- Data for the task -
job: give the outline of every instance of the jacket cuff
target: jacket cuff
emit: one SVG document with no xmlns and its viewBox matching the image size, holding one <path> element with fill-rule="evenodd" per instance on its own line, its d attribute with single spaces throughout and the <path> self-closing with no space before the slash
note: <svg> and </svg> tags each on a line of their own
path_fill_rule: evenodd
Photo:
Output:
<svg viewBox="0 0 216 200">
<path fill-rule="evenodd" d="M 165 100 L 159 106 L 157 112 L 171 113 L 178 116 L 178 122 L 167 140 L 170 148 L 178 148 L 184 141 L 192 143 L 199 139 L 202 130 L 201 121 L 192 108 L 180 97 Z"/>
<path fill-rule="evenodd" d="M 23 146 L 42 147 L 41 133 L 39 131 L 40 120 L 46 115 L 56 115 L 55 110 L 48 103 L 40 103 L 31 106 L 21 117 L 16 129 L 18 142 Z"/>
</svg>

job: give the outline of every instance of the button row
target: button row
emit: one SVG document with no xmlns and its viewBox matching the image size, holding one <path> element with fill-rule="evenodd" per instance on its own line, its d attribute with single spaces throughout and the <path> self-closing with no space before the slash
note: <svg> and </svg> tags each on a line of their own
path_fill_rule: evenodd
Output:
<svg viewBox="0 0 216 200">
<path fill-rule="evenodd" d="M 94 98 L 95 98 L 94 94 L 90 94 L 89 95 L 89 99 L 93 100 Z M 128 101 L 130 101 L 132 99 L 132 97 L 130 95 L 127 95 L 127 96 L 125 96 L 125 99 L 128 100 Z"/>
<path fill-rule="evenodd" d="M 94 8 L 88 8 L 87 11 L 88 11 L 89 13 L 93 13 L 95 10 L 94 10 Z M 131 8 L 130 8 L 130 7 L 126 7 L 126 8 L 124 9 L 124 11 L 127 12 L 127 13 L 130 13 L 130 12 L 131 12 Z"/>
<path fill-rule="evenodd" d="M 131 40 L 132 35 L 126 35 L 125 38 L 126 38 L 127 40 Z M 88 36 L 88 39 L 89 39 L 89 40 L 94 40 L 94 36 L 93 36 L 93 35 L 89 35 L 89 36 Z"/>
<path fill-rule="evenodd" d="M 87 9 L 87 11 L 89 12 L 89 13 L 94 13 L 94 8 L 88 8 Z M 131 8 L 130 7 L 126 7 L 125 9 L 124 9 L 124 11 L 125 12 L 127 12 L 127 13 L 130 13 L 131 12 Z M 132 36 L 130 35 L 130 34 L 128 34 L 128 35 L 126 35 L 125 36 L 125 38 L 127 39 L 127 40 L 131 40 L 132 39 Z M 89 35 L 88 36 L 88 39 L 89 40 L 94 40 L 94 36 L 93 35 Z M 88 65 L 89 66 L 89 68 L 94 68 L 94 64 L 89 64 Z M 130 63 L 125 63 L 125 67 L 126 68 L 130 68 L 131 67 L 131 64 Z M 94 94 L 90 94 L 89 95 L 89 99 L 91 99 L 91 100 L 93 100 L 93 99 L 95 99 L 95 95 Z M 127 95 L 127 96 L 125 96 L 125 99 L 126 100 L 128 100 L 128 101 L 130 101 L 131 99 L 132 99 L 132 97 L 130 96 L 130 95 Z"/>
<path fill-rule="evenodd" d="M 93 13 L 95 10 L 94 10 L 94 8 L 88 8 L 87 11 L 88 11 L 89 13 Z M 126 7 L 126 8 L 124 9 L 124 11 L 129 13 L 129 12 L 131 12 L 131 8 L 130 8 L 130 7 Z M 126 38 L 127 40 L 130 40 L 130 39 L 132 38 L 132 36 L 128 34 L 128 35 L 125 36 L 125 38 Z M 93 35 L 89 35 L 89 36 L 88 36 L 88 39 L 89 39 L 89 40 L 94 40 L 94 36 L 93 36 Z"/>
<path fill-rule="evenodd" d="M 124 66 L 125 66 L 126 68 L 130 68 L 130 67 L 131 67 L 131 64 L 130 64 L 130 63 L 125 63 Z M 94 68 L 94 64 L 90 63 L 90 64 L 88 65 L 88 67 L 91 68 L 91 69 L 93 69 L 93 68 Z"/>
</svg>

- Task requirements -
From top to bottom, return the material above unchanged.

- Response to the exercise -
job: give the outline of every instance of the jacket cuff
target: jacket cuff
emit: one SVG document with no xmlns and its viewBox matching the image size, holding one <path> element with fill-rule="evenodd" per instance on its own line, its d attribute with single spaces throughout and the <path> self-closing with no space before the slash
note: <svg> and </svg> tags each on a line of their own
path_fill_rule: evenodd
Photo:
Output:
<svg viewBox="0 0 216 200">
<path fill-rule="evenodd" d="M 165 100 L 159 106 L 157 112 L 171 113 L 178 116 L 178 122 L 167 140 L 170 148 L 178 148 L 184 141 L 192 143 L 199 139 L 202 130 L 201 121 L 192 108 L 180 97 Z"/>
<path fill-rule="evenodd" d="M 23 146 L 42 147 L 41 133 L 39 131 L 40 120 L 46 115 L 56 115 L 55 110 L 48 103 L 40 103 L 31 106 L 21 117 L 16 129 L 18 142 Z"/>
</svg>

job: give the outline of every instance of the button row
target: button row
emit: one SVG document with no xmlns and its viewBox matching the image size, holding one <path> element with fill-rule="evenodd" per instance on its own line, its d attribute with single spaces throughout and the <path> self-closing with no space before the slash
note: <svg> and </svg> tags each on a line of their own
path_fill_rule: evenodd
Output:
<svg viewBox="0 0 216 200">
<path fill-rule="evenodd" d="M 94 98 L 95 98 L 94 94 L 90 94 L 89 95 L 89 99 L 93 100 Z M 128 101 L 130 101 L 132 99 L 132 97 L 130 95 L 127 95 L 127 96 L 125 96 L 125 99 L 128 100 Z"/>
<path fill-rule="evenodd" d="M 94 8 L 88 8 L 87 11 L 88 11 L 89 13 L 93 13 L 95 10 L 94 10 Z M 131 8 L 130 8 L 130 7 L 126 7 L 126 8 L 124 9 L 124 11 L 127 12 L 127 13 L 130 13 L 130 12 L 131 12 Z"/>
<path fill-rule="evenodd" d="M 131 40 L 132 35 L 126 35 L 125 38 L 126 38 L 127 40 Z M 88 36 L 88 39 L 89 39 L 89 40 L 94 40 L 94 36 L 93 36 L 93 35 L 89 35 L 89 36 Z"/>
<path fill-rule="evenodd" d="M 87 9 L 87 11 L 89 12 L 89 13 L 94 13 L 94 8 L 88 8 Z M 131 8 L 130 7 L 126 7 L 125 9 L 124 9 L 124 11 L 125 12 L 127 12 L 127 13 L 130 13 L 131 12 Z M 132 36 L 130 35 L 130 34 L 128 34 L 128 35 L 126 35 L 125 36 L 125 38 L 127 39 L 127 40 L 131 40 L 132 39 Z M 89 35 L 88 36 L 88 39 L 89 40 L 94 40 L 94 36 L 93 35 Z M 88 65 L 89 66 L 89 68 L 94 68 L 94 64 L 89 64 Z M 130 63 L 125 63 L 125 67 L 126 68 L 130 68 L 131 67 L 131 64 Z M 94 94 L 90 94 L 89 95 L 89 99 L 91 99 L 91 100 L 93 100 L 93 99 L 95 99 L 95 95 Z M 127 95 L 127 96 L 125 96 L 125 99 L 126 100 L 128 100 L 128 101 L 130 101 L 131 99 L 132 99 L 132 97 L 130 96 L 130 95 Z"/>
<path fill-rule="evenodd" d="M 93 13 L 95 10 L 94 10 L 94 8 L 88 8 L 87 11 L 88 11 L 89 13 Z M 126 7 L 126 8 L 124 9 L 124 11 L 129 13 L 129 12 L 131 12 L 131 8 L 130 8 L 130 7 Z M 126 38 L 127 40 L 130 40 L 130 39 L 132 38 L 132 36 L 128 34 L 128 35 L 125 36 L 125 38 Z M 93 35 L 89 35 L 89 36 L 88 36 L 88 39 L 89 39 L 89 40 L 94 40 L 94 36 L 93 36 Z"/>
<path fill-rule="evenodd" d="M 124 66 L 125 66 L 126 68 L 130 68 L 130 67 L 131 67 L 131 64 L 130 64 L 130 63 L 125 63 Z M 94 68 L 94 64 L 90 63 L 90 64 L 88 65 L 88 67 L 91 68 L 91 69 L 93 69 L 93 68 Z"/>
</svg>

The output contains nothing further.